- WHAT YOU WILL DO: Return the data below unchanged, without images.
RECORD EXTRACTS section start
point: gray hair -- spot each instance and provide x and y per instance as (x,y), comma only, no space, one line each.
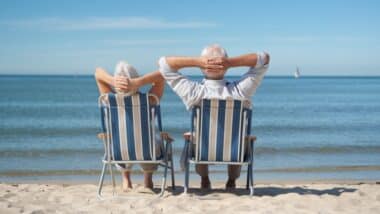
(126,70)
(214,50)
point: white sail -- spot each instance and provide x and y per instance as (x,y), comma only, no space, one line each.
(297,73)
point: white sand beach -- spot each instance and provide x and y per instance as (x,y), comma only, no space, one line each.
(269,198)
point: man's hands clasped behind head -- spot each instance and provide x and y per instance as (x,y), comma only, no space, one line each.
(125,84)
(214,67)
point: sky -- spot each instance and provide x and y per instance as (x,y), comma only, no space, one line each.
(74,37)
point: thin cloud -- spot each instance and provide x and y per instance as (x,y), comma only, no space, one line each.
(104,23)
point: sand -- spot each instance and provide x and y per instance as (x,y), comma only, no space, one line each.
(269,198)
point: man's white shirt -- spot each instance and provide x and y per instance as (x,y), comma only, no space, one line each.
RECORD EXTRACTS section end
- ANSWER FOR THIS EXERCISE:
point: gray hair -- spot each instance and provide x and y per instance as (x,y), comma only, no space, one line each.
(126,70)
(214,50)
point: white sail -- spot each instance and provide x and y per instance as (x,y), comma only, no space, one line each.
(297,73)
point: white sand beach -- spot each instance and provide x and y per instance as (x,y), comma only, no space, one line each.
(269,198)
point: man's hands clasped behind head -- spot each instance and provide x and y per instance as (x,y), comma only, no space, one line each.
(125,84)
(214,67)
point: sky -- spot each instance and provide x and y per instance as (x,y), comma only, no space, one line each.
(74,37)
point: thin cloud -- spot each instance and provide x and y per instance as (x,y), comma only, no space, one line each.
(104,23)
point: sand -- spot each instance and provide x and y per instance as (x,y), comma only, no space, one line each.
(269,198)
point: man's white shirt -- spot each instance and provide x and y per instance as (x,y), comma only, no space, one line each.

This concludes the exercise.